▶ [Exercise brief] Copy the entries from the line with "wallpaper shown in this photo, matching this sample?" to the line with "point(304, 133)", replacing "floral wallpaper" with "striped wallpaper" and changing nothing else.

▶ [Extracted records]
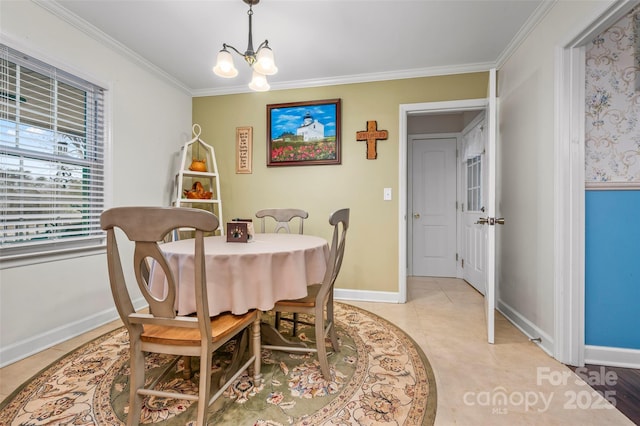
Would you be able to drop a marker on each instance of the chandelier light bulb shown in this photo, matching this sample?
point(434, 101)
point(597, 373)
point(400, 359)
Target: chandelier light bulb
point(224, 65)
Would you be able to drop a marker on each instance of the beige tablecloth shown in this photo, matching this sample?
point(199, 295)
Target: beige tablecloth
point(244, 276)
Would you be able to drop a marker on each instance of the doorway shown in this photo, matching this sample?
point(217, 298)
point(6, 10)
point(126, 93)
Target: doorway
point(434, 110)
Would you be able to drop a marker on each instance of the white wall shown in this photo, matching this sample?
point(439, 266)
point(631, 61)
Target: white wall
point(44, 303)
point(526, 84)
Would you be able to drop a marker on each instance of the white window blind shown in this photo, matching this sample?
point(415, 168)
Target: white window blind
point(51, 158)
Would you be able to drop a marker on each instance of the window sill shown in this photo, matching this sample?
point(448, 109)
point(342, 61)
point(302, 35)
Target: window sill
point(54, 256)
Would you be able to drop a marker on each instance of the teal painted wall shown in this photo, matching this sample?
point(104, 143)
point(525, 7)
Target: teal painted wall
point(612, 269)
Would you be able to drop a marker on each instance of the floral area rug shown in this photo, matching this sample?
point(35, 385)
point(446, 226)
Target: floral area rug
point(381, 377)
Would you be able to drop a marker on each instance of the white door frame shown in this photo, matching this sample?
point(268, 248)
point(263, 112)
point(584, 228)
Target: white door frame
point(405, 111)
point(569, 214)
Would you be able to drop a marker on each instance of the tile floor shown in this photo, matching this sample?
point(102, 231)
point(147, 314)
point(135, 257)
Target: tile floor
point(512, 382)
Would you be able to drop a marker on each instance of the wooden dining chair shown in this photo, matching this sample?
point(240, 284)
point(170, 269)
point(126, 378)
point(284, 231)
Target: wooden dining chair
point(282, 218)
point(162, 330)
point(319, 300)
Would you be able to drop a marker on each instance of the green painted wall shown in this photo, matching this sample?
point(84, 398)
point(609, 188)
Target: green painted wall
point(371, 258)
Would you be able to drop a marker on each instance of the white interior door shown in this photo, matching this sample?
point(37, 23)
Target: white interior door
point(490, 220)
point(434, 206)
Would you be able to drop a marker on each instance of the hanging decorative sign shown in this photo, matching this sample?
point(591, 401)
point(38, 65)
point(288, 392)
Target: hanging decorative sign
point(372, 135)
point(244, 149)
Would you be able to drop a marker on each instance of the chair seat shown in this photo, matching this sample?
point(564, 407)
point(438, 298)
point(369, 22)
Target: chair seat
point(223, 326)
point(309, 301)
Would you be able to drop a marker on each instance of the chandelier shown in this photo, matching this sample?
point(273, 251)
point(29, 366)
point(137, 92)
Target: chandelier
point(260, 60)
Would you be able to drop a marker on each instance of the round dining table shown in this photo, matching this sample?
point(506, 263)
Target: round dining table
point(244, 275)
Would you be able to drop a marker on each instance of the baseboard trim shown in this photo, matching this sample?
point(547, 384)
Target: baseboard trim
point(527, 327)
point(612, 357)
point(27, 347)
point(366, 295)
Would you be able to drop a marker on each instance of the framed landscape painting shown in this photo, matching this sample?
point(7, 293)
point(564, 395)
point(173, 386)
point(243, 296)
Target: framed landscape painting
point(303, 133)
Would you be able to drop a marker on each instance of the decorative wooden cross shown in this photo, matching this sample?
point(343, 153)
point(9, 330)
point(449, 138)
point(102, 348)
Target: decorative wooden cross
point(372, 135)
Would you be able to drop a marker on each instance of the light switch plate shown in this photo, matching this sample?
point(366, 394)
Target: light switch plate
point(387, 194)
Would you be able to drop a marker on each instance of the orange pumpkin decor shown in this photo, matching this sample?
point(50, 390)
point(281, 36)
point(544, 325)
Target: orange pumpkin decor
point(198, 165)
point(197, 192)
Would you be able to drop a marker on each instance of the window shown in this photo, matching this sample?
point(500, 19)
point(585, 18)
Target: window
point(51, 158)
point(474, 174)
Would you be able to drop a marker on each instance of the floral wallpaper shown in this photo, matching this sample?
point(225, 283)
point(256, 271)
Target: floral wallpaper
point(612, 151)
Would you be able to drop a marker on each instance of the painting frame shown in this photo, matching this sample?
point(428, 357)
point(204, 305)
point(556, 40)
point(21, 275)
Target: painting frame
point(304, 133)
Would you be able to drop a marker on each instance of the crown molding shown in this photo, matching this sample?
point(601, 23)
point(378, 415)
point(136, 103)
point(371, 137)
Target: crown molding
point(74, 20)
point(535, 18)
point(353, 79)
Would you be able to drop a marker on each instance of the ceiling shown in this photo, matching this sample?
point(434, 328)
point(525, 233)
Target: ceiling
point(315, 42)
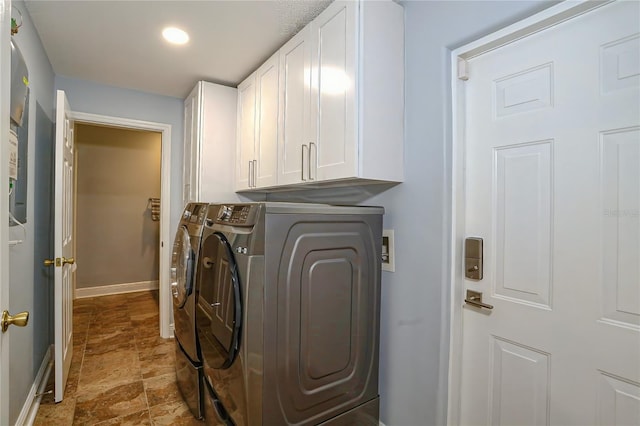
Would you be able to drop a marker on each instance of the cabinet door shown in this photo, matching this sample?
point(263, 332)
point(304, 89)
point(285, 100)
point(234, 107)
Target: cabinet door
point(333, 108)
point(189, 161)
point(266, 147)
point(246, 132)
point(295, 105)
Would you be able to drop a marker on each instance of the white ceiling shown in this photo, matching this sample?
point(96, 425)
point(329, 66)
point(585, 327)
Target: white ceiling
point(119, 43)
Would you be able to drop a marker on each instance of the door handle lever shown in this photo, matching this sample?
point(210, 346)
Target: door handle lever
point(474, 298)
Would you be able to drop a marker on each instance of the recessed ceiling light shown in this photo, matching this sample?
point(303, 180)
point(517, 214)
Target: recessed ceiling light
point(175, 35)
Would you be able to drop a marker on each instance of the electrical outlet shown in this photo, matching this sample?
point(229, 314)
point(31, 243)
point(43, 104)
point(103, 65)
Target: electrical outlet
point(388, 251)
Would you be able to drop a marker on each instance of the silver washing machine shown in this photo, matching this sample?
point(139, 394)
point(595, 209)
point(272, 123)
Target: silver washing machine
point(184, 265)
point(287, 316)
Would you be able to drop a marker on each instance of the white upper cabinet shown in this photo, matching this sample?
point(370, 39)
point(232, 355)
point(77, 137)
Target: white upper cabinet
point(295, 106)
point(246, 133)
point(334, 144)
point(209, 137)
point(266, 149)
point(339, 110)
point(256, 163)
point(342, 96)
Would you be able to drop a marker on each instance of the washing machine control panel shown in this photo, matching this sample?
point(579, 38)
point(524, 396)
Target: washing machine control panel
point(236, 214)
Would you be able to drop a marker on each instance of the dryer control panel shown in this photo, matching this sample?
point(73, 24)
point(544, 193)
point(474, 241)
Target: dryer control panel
point(237, 214)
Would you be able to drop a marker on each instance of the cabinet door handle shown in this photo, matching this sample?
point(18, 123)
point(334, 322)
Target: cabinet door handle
point(302, 168)
point(255, 172)
point(311, 145)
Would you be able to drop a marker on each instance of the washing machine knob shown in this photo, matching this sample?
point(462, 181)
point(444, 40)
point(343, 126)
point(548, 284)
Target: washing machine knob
point(225, 212)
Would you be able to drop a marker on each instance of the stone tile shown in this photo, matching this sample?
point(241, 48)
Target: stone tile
point(141, 418)
point(162, 389)
point(174, 414)
point(108, 369)
point(147, 332)
point(117, 316)
point(150, 320)
point(143, 295)
point(106, 340)
point(60, 414)
point(118, 401)
point(158, 361)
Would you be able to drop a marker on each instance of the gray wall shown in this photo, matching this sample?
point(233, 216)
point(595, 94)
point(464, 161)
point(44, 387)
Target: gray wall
point(415, 299)
point(118, 170)
point(28, 345)
point(88, 97)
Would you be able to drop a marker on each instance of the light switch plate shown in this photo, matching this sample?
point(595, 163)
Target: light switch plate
point(388, 251)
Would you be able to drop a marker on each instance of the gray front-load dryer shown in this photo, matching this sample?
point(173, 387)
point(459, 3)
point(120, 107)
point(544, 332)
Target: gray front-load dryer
point(184, 265)
point(288, 314)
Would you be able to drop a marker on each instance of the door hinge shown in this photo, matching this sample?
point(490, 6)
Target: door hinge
point(463, 69)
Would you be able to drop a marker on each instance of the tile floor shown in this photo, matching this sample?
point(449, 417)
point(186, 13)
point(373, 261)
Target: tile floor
point(122, 372)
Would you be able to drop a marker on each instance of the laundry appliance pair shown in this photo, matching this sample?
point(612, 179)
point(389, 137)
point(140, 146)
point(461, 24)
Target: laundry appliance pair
point(286, 303)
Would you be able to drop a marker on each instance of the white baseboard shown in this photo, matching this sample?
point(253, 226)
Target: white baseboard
point(32, 403)
point(107, 290)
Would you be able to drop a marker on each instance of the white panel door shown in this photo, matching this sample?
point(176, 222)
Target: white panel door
point(334, 147)
point(63, 244)
point(295, 104)
point(246, 133)
point(266, 155)
point(552, 186)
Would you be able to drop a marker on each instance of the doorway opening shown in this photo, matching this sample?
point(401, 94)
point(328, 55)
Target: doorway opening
point(160, 209)
point(117, 224)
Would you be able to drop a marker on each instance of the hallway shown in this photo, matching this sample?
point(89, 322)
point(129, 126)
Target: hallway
point(122, 372)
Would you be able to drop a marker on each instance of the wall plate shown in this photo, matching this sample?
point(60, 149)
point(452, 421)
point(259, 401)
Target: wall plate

▶ [Task result]
Would you be able to drop a marker on each instance of the striped wallpaper shown in this photo, matching this sample?
point(225, 283)
point(256, 271)
Target: striped wallpaper
point(612, 151)
Would you be able to drop a marker on each instance of the painting frame shown in this photo, matching this sample?
point(428, 357)
point(204, 305)
point(556, 40)
point(21, 275)
Target: painting frame
point(304, 133)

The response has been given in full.